Problem statement :: In the copy you make, keep each entry exactly as it is and leave out all images.

Recorded data
+===+
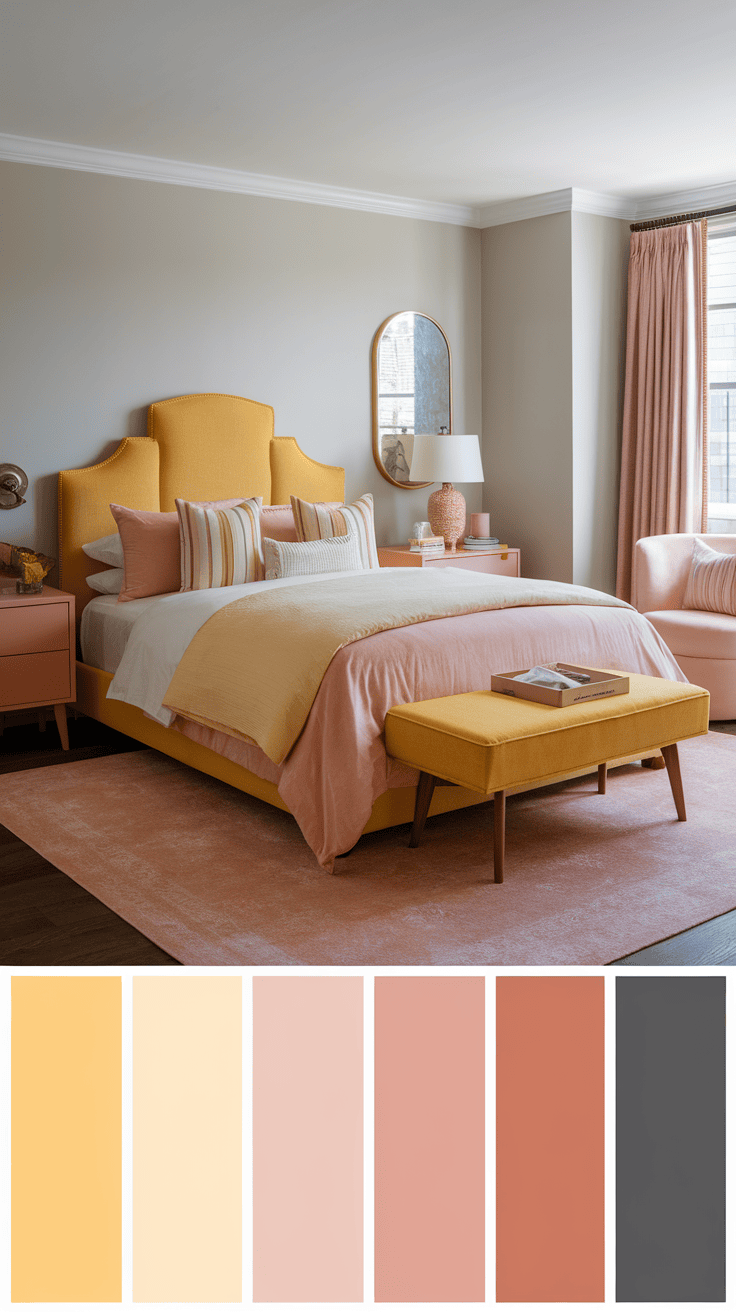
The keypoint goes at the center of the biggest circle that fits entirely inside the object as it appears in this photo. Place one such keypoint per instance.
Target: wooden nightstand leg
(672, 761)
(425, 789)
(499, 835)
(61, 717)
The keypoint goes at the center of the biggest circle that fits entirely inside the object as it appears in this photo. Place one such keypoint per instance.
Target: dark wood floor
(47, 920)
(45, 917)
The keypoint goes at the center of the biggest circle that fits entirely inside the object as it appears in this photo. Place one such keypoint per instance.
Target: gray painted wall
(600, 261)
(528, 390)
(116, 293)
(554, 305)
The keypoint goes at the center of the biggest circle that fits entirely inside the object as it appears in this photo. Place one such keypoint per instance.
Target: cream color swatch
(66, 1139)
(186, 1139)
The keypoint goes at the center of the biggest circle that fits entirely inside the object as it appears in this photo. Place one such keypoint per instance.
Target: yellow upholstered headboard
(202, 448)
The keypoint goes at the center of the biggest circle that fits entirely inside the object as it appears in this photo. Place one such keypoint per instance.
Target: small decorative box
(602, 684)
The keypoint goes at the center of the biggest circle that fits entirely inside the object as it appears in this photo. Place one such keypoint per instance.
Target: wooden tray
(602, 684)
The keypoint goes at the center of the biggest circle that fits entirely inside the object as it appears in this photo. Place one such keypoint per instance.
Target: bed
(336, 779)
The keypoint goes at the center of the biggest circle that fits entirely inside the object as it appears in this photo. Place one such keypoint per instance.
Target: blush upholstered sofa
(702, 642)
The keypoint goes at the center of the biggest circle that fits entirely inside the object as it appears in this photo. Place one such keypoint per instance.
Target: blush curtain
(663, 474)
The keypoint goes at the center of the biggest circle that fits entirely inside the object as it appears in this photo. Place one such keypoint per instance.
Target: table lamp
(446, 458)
+===+
Written response ::
The keypoint goes at the center of the biggest circle that fits entirely inside the object as it appears in this photo. Place one such keypoint per instance.
Target: wooden nightstand leg
(672, 761)
(425, 789)
(499, 835)
(61, 717)
The keypoint goes at the center of the biggest circle that fits entirely inside the object as it appears in this photo. Place one such keypoint per instance.
Target: dark wood floor
(47, 920)
(45, 917)
The keypoint goes at the center of the biggest circle that fits entirely inside the object as it appears in this photo. Place one such keypoint per instance.
Target: gray painted wall
(600, 261)
(528, 390)
(116, 293)
(554, 305)
The keypoint goes at the center of the biggest circle that fits entirely inside the object as it appears in this photo. Place one such keypoint per instance.
Target: cream color swatch
(66, 1139)
(186, 1139)
The keypoint goes at the center of the biggest circle that fits entirely inside the object as it appears in this photo. Place one such keypoint per instance.
Target: yellow upholstered headboard
(202, 448)
The keypoint goes at the center of the biggest circle that fits entirely inside the object as it appears in this photo. Place one such keypoint per instance.
Target: small decorative box
(602, 684)
The keypoint goes at the center of the biggest circle that fits entirely inside the object as it appears in this photo. Place one such keypoint per instance.
Target: wooden tray
(602, 684)
The keypoint goes at the center of the biggest circle that fits entirely inside the object as it appears in this photo. Place one such keypoint per instance.
Target: bed
(336, 779)
The keypoint goes at the center of the biggest circle that fits entirely inside the object as it appears in this photo. Place one such keypoint per instance.
Target: blush upholstered sofa
(702, 642)
The keypoint goes at the center of the biggest circle that fits entirely inside the object as it appears in this photo. Place one such keypoint per instance.
Target: blush curtain
(663, 474)
The keypoint goes at the center of the biggest circle that fits entirely inside the object as it appears in this photo. Place one such keypoint per instance.
Target: table lamp
(446, 458)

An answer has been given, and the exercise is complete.